| LIST OF TASKS |
a. According to the passage on dendritic antenna modes, at what frequency does Mode 2–1 appear?
b. List each second-generation mode named in the passage on dendritic antenna modes, along with the frequency given for it.
c. Carry on with the passage on dendritic antenna modes from where it stops.

Figure 3(e) and (h) shows how these results generalize to the second generation. The lowest order mode, Mode 2–1 is even further redshifted to 60 THz, and again shows currents flowing across the entire structure with no node. The longer wavelength is consistent with its larger size40. Modes 2–2 and Mode 2–3 (at 180 THz and 264 THz) can be considered as arising from Mode 1–2 (current in central arm opposed to its 4 neighbors), hybridized in turn either in phase or out of phase with the bright mode of the six outer arms. Finally, Mode 2–4 at 374 THz has currents in the same direction in all the arms with nodes in the connectors, and is therefore similar to the superradiant Mode 0–2 of the pentamer, and the superradiant Mode 1–3 of the first generation. The shoulder in the extinction spectrum above 400 THz indicates further higher order modes similar to mode 1–4, in which also the connecting rods carry current.

To summarize, we hypothesize that the following mode structure is responsible for the optical properties. First, the dendritic antennas have a fundamental λ/2 resonance that extends across the entire structure and hence redshifts with increasing generation number. Second, near 370 THz, the dendritic antennas have a mode in which all arms are in phase and the connecting rods are largely irrelevant, that coincides in character and in frequency with the superradiant mode of the pentamer. At frequencies in between the superradiant mode and the fundamental mode, various modes occur as hybrids of the pentamer subradiant mode with the outer arms.

V-MoM with group theory analysis for classification of eigenmodes

The FEM simulation revealed resonant responses of dendritic antennas upon external driving by a plane wave. In any driven problem, one relies on a non-zero projection of the drive on the modes of the system to identify modes. In this section, we extend the mode assignment discussion in the previous section by combining an excitation independent eigenmode analysis with a group theory approach.

As this would be difficult to implement in COMSOL, we formulate the light interaction with a nano-scatterer in the framework of electric field - volume integral equations. (EF-VIEs)41,42,43,44,45 For the sake of conciseness, we summarize the electric field volume integral equation in an operator form (see the detailed forms in the supporting information),

$${\boldsymbol{Z}}({\boldsymbol{r}},{\boldsymbol{r}}{\boldsymbol{^{\prime} }};\omega )\cdot {\boldsymbol{J}}({\boldsymbol{r}}{\boldsymbol{^{\prime} }},\omega )={{\boldsymbol{E}}}_{{\boldsymbol{inc}}}({\boldsymbol{r}},\omega \mathrm{).}$$
(1)

| SOURCE DATA |

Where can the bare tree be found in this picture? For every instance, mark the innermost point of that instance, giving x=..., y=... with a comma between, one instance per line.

| RESULTS BY TASK |
a. 60 THz

b.
Mode 2–1: 60 THz
Mode 2–2: 180 THz
Mode 2–3: 264 THz
Mode 2–4: 374 THz

c.
In Eq. (1) J(r , ω) represents the full solution, i.e. the induced current (and charge) flowing in a nanostructure due to an incident field E inc , while the impedance operator Z(r, r′; ω) incorporates the Green’s function that describes how any part of the nanostructure (source point r′) electromagnetically interacts with another part (at point r). At any frequency, Eq. (1) can be analyzed as an eigenvalue problem46

$${\boldsymbol{Z}}({\boldsymbol{r}},{\boldsymbol{r}}{\boldsymbol{^{\prime} }};\omega )\cdot {{\boldsymbol{J}}}_{n}({\boldsymbol{r}}{\boldsymbol{^{\prime} }},\omega )={\lambda }_{n}(\omega ){{\boldsymbol{J}}}_{n}({\boldsymbol{r}}{\boldsymbol{^{\prime} }},\omega \mathrm{).}$$
(2)

In Eq. 2, J(r , ω) is a complex spatial distribution which is independent of the incident field distribution. The corresponding eigenvalue λ n (ω) can be viewed as a generalized (inverse) polarizability. For any given incident field, the coupling coefficients c n for coupling to each eigenvector are given by

$${c}_{n}(\omega )=\frac{{\int }_{V}{{\boldsymbol{J}}}_{n}({\boldsymbol{r}}{\boldsymbol{^{\prime} }},\omega )\cdot {{\boldsymbol{E}}}_{{\rm{inc}}}({\boldsymbol{r}}{\boldsymbol{^{\prime} }},\omega ){\rm{d}}{\boldsymbol{r}}{\boldsymbol{^{\prime} }}}{{\lambda }_{n}(\omega )},$$
(3)

where the integration runs over the antenna volume. By combining the contributions from all the eigenvectors, we are able to recover the full solution,

$${\boldsymbol{J}}({\boldsymbol{r}}{\boldsymbol{^{\prime} }},\omega )=\sum {c}_{n}(\omega ){{\boldsymbol{J}}}_{n}({\boldsymbol{r}}{\boldsymbol{^{\prime} }},\omega \mathrm{).}$$
(4)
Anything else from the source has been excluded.